- _HOW TO COMPLETE THIS TASK_
Transcribe the records verbatim from their beginning through the line that contains "rough mask: <svg", and leave the pictures out of your copy.

- _ENTRIES SUPPLIED_
______
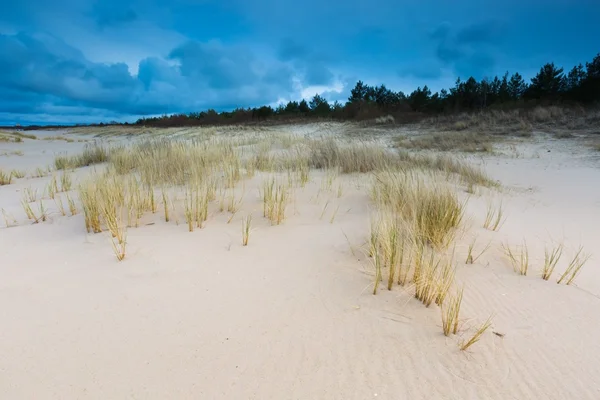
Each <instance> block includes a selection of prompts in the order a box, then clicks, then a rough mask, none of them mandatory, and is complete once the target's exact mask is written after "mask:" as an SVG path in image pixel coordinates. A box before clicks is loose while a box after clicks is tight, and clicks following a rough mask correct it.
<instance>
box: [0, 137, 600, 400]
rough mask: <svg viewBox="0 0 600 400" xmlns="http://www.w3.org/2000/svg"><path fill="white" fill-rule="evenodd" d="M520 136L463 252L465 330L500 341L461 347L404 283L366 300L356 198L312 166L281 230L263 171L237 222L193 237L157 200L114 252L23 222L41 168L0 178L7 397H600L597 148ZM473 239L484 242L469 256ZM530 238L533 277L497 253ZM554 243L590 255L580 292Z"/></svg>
mask: <svg viewBox="0 0 600 400" xmlns="http://www.w3.org/2000/svg"><path fill="white" fill-rule="evenodd" d="M29 145H33V144H32V143H30V142H26V143H24V144H23V146H22V149H23V151H24V152H25V156H24V157H27V152H28V150H27V149H28V148H27V146H29ZM61 145H62V146H65V147H68V146H70V145H75V144H73V143H70V144H67V143H61ZM520 149H521V150H520V151H522V152H524V153H525V157H524V158H514V157H506V156H495V157H491V158H488V159H486V160H485V165H486V169H488V171H489V172H490V173H491V174H492V176H494V177H495V178H497V179H499V180H500V181H502V182H503V183H504V184H505V186H506V187H507V189H506V190H505V191H504V192H505V193H502V194H496V195H495V201H498V200H499V199H500V198H502V199H503V202H504V205H505V208H506V214H507V216H508V219H507V221H506V223H505V224H504V225H503V226H502V228H501V229H500V231H499V232H490V231H486V230H484V229H483V228H481V225H482V221H483V218H484V216H485V210H486V204H487V202H488V201H489V198H490V195H489V194H487V192H486V193H485V194H482V195H480V196H473V197H472V198H471V200H470V201H469V205H468V214H469V216H470V217H471V218H470V222H469V229H467V230H466V231H465V233H464V235H463V237H462V239H461V240H460V242H459V244H458V245H457V261H458V263H457V264H458V277H459V280H460V281H461V282H463V283H464V284H465V287H466V288H465V302H464V303H463V306H464V307H463V308H464V310H463V317H464V318H465V321H464V330H463V332H462V333H461V336H468V334H469V333H470V332H471V331H470V328H471V327H472V326H474V325H476V324H478V323H481V322H483V320H485V319H486V318H487V317H488V316H489V315H490V314H493V315H494V318H493V331H494V332H498V333H501V334H503V335H504V337H499V336H496V335H494V334H492V333H491V332H488V333H487V334H486V335H485V336H484V338H483V339H482V341H481V342H480V343H477V344H476V345H474V346H473V347H472V348H471V350H470V351H469V352H467V353H465V352H461V351H460V350H459V349H458V346H457V343H458V342H459V341H460V340H461V337H458V338H456V337H454V338H446V337H444V336H443V335H442V332H441V327H440V325H441V323H440V314H439V309H438V308H436V307H431V308H425V307H424V306H423V305H422V304H420V303H418V302H416V301H414V300H413V299H412V298H411V295H410V293H405V292H403V291H402V290H400V289H395V290H394V291H392V292H388V291H386V290H382V291H381V292H380V293H379V294H378V295H377V296H373V295H372V294H370V290H369V288H370V284H371V281H372V271H371V268H370V264H369V260H368V259H366V258H365V257H364V255H363V254H362V252H361V250H360V248H361V247H362V245H363V244H364V242H365V241H366V240H367V236H368V230H369V205H368V197H367V195H366V186H360V185H361V184H360V180H359V179H356V178H354V177H343V178H339V179H338V181H337V183H336V185H337V184H339V183H341V182H343V184H344V194H343V196H342V198H338V197H337V196H336V194H335V190H334V191H332V192H329V193H324V192H321V193H319V188H320V187H321V175H319V174H316V173H315V174H313V181H312V182H311V183H310V184H309V186H307V188H305V189H304V190H300V189H298V191H297V193H296V196H295V197H296V202H295V205H293V204H292V205H290V206H289V213H290V216H289V218H288V219H287V220H286V221H285V223H284V224H283V225H281V226H276V227H272V226H269V224H268V223H267V222H266V220H264V219H263V218H261V210H262V204H261V202H260V199H259V196H258V192H257V189H256V188H257V186H259V185H260V182H261V180H260V177H256V178H255V179H253V180H252V181H250V182H247V183H246V189H245V193H246V194H245V197H244V205H243V209H242V210H241V211H240V212H239V213H238V215H237V216H236V217H235V218H234V219H233V221H232V222H231V224H227V223H226V221H227V218H228V216H227V215H225V214H219V213H218V212H217V210H212V211H211V214H212V216H211V217H210V219H209V221H208V223H207V226H206V227H205V228H204V229H202V230H196V231H195V232H193V233H189V232H187V229H186V227H185V226H183V225H179V226H177V225H176V224H175V223H173V222H171V223H169V224H166V223H165V222H164V221H163V220H162V219H161V218H162V215H161V213H157V214H154V215H148V216H145V217H144V220H143V222H144V224H153V225H149V226H146V225H144V226H142V227H141V228H138V229H130V230H129V233H128V242H129V251H128V253H129V254H128V257H127V258H126V259H125V261H123V262H122V263H117V262H116V260H115V259H114V256H113V254H112V253H111V249H110V244H109V241H108V237H107V236H106V235H104V234H99V235H87V234H86V233H85V229H84V226H83V219H82V216H81V215H76V216H73V217H60V216H58V215H54V216H53V217H52V218H51V220H50V221H48V222H45V223H42V224H37V225H29V224H27V223H25V216H24V214H23V212H22V210H20V207H19V201H20V196H21V193H20V192H18V191H20V190H22V189H23V188H24V187H27V186H29V185H33V184H39V185H40V187H43V185H44V184H45V183H46V182H47V179H48V178H39V179H22V180H18V181H17V182H16V183H15V184H13V185H9V186H2V187H0V207H3V208H5V209H7V210H11V212H12V213H13V214H14V215H15V217H16V218H17V219H18V220H19V222H20V226H18V227H13V228H9V229H2V228H0V254H2V258H1V259H0V321H1V324H2V329H0V354H1V355H2V356H1V357H0V394H1V396H0V397H2V398H7V399H30V398H38V399H41V398H69V399H70V398H90V399H109V398H110V399H113V398H115V399H116V398H140V399H165V398H202V399H369V398H383V399H401V398H407V399H408V398H410V399H431V398H440V399H512V398H514V399H526V398H532V399H534V398H548V399H597V398H599V397H600V363H599V362H598V359H599V357H600V343H599V342H598V340H597V338H598V336H599V335H600V326H599V323H598V320H597V318H596V316H597V315H598V313H599V312H600V298H599V297H598V296H600V271H599V270H598V267H597V266H598V257H600V253H598V251H597V249H596V246H597V243H599V239H600V230H599V229H598V228H597V227H598V226H600V187H599V186H598V184H597V183H598V182H599V181H600V169H598V166H599V164H600V161H599V160H597V159H593V158H591V156H590V155H589V153H586V151H585V150H582V149H576V148H571V147H569V145H566V144H564V143H563V142H560V143H559V142H548V141H544V142H540V143H533V144H526V145H522V146H521V147H520ZM547 149H550V150H551V152H550V153H548V152H547ZM538 155H539V158H538ZM7 160H8V161H11V162H12V160H13V157H11V158H10V159H2V160H0V161H1V162H2V164H0V165H2V166H3V167H5V166H6V163H7ZM32 162H33V158H32ZM38 165H39V163H35V164H33V163H32V165H31V169H33V168H34V167H36V166H38ZM42 165H44V164H43V163H42ZM81 173H82V174H83V173H85V171H83V172H81ZM529 188H531V189H532V190H529ZM240 190H241V189H240ZM328 200H329V201H330V204H329V206H328V208H327V210H326V212H325V215H324V217H323V218H322V219H321V218H320V216H321V213H322V210H323V207H324V205H325V203H326V202H327V201H328ZM338 205H339V209H338V208H337V207H338ZM51 206H52V203H51V202H50V201H49V207H51ZM336 209H338V212H337V215H336V217H335V219H334V221H333V223H330V218H331V216H332V212H333V211H334V210H336ZM250 212H252V213H253V215H254V217H255V218H254V221H255V224H254V230H253V232H252V235H251V238H250V244H249V246H248V247H242V246H241V244H240V239H241V235H240V220H241V218H242V216H245V215H246V214H247V213H250ZM0 224H2V223H1V222H0ZM475 236H477V237H478V243H479V245H480V246H484V245H485V244H486V243H487V242H488V241H490V240H491V241H493V246H492V249H491V250H489V251H488V252H487V253H485V254H484V256H482V258H481V259H480V260H479V261H478V262H477V263H476V264H474V265H463V264H462V263H461V261H462V260H463V259H464V254H465V252H466V246H467V245H468V243H469V242H470V241H471V239H472V238H473V237H475ZM523 239H526V240H527V244H528V247H529V248H530V257H531V259H532V266H531V269H532V273H531V274H530V276H527V277H522V276H518V275H517V274H515V273H514V272H513V270H512V268H511V267H510V265H509V263H508V262H507V260H506V259H505V257H504V256H503V253H502V251H501V249H500V247H499V244H500V243H502V242H507V241H508V242H509V243H511V244H519V243H521V242H522V240H523ZM550 239H554V240H556V241H562V242H564V243H565V245H566V249H567V250H566V255H571V254H572V253H573V250H575V249H576V248H577V246H579V245H580V244H582V245H583V246H584V247H585V249H586V251H588V252H592V253H594V258H593V259H592V260H591V261H590V262H589V263H588V265H586V266H585V267H584V270H583V272H582V274H581V276H580V277H579V278H578V280H577V282H576V283H577V285H576V286H564V285H556V284H555V283H554V282H555V279H554V280H551V281H549V282H546V281H543V280H542V279H540V278H539V277H538V276H537V275H536V273H537V270H539V268H541V262H542V261H543V251H544V245H545V244H549V243H550ZM567 262H568V261H567V257H565V258H564V259H563V260H562V262H561V264H559V267H558V269H560V270H561V271H562V270H564V268H565V266H566V263H567Z"/></svg>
______
- _ANSWER SPACE_
Each <instance> block includes a selection of prompts in the order a box, then clicks, then a rough mask, none of them mandatory, and is complete once the target's exact mask is written after "mask:" as an SVG path in image pixel coordinates. A box before clicks is loose while a box after clicks is tight, and clicks following a rough mask correct it.
<instance>
box: [0, 137, 600, 400]
rough mask: <svg viewBox="0 0 600 400" xmlns="http://www.w3.org/2000/svg"><path fill="white" fill-rule="evenodd" d="M520 136L463 252L465 330L500 341L461 347L404 283L366 300L356 198L312 166L281 230L263 171L237 222L193 237L157 200L114 252L23 222L41 168L0 178L7 397H600L597 148ZM473 239L484 242L469 256ZM530 238L533 277L497 253ZM554 243L590 255L580 292Z"/></svg>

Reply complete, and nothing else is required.